━━━━━ Stored data

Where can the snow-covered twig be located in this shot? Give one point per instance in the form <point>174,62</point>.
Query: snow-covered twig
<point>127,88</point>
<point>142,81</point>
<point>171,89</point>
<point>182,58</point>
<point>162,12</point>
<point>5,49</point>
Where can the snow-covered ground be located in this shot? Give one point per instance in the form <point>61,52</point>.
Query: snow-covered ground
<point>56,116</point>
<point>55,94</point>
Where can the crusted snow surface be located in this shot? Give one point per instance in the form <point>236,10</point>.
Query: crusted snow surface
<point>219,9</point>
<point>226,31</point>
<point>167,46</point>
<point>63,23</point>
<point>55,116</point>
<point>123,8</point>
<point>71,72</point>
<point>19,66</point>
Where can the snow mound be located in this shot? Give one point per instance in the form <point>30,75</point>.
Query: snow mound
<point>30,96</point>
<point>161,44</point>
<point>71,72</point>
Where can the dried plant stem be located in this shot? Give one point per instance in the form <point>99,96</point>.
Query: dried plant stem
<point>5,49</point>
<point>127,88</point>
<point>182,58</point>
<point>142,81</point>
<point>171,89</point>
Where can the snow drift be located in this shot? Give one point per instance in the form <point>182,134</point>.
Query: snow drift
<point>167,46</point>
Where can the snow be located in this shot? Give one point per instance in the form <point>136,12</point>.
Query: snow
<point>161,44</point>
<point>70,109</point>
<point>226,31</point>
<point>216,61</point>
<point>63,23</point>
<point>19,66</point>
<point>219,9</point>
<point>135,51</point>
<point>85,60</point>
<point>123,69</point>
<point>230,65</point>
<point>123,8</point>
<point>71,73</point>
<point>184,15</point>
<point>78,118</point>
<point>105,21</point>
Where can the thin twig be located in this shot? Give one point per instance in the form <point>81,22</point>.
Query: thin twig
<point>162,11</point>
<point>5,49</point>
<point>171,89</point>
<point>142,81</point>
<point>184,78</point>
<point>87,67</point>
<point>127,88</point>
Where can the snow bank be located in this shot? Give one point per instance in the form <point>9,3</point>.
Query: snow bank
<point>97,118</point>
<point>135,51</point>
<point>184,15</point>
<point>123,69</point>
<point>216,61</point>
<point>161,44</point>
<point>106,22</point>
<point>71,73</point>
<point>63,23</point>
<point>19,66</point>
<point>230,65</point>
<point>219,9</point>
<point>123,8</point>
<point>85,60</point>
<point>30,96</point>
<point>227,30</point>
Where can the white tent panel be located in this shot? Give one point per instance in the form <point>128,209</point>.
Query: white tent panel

━━━━━━━━━━

• [Aim of the exercise] Looking at the data above, write out exactly the lines that start at the one containing "Where can the snow-covered ground" and end at the one containing "Where can the crusted"; include both and nothing beyond.

• [Reply]
Where can the snow-covered ground be located in this shot? Give one point per instance in the form <point>61,52</point>.
Query: snow-covered ground
<point>56,116</point>
<point>55,94</point>
Where can the crusted snow surface be located in this shot? Give one point per instance in the form <point>236,10</point>.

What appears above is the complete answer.